— Text shown —
-- begin --

Type to search

The tricky art of naming your new small business


The tricky art of naming your new small business


Recently my partner Steve was let go of his job working with QBuild, the Queensland Government’s building division, after five years. Rather than get down in the dumps, he decided to become the master of his own destiny by going out on his own, and offering his services as a qualified builder/handyman/maintenance guy. All I had to do was brand him and help him establish some basic marketing materials.

You’d think that given what I do (and have done), a task like this would be an absolute cinch. However, what I quickly discovered was that naming your business has become progressively harder over the years as domain names have been snapped up, and the business names register has gone national.

-- end --

— Data excerpt —

-- begin --

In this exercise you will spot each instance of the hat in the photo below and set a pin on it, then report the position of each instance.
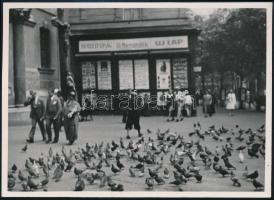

-- end --

— Stated goal 1 —
From the post on naming a small business, above the listing, give again the part that opens with the words containing "Recently my partner" and closes with "basic marketing materials.".
— Stated goal 2 —
Answer these questions using the post on naming a small business, shown above the listing.
(a) How long had Steve worked with QBuild?
(b) What did the writer have to do for Steve's new venture?
(c) What register has gone national?
— Stated goal 3 —
The post on naming a small business, above the listing, describes the services Steve offers. List every role it names for him.

— Exercise solution 1 —
Recently my partner Steve was let go of his job working with QBuild, the Queensland Government’s building division, after five years. Rather than get down in the dumps, he decided to become the master of his own destiny by going out on his own, and offering his services as a qualified builder/handyman/maintenance guy. All I had to do was brand him and help him establish some basic marketing materials.

— Exercise solution 2 —
(a) Five years.
(b) Brand him and help him establish some basic marketing materials.
(c) The business names register.

— Exercise solution 3 —
- builder
- handyman
- maintenance guy